## Begin Task material

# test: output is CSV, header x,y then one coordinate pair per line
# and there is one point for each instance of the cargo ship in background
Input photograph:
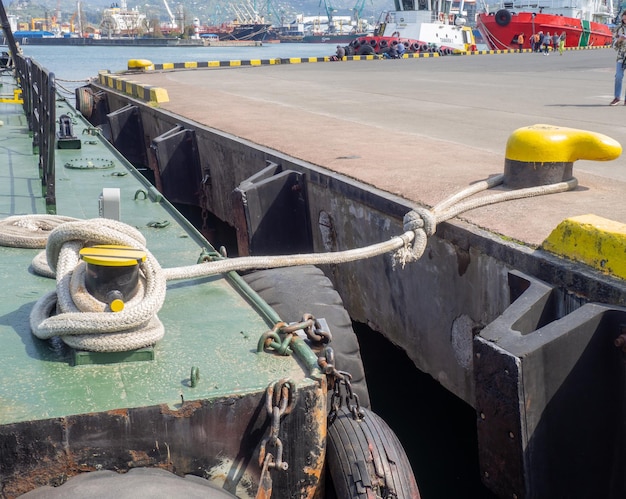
x,y
421,26
586,23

## End Task material

Stated goal:
Output every row above word for word, leaving out the pictures.

Task solution:
# test: output is CSV, header x,y then one coordinate pair per line
# and there is one point for each instance of the cargo ship in background
Input photograph:
x,y
421,26
586,23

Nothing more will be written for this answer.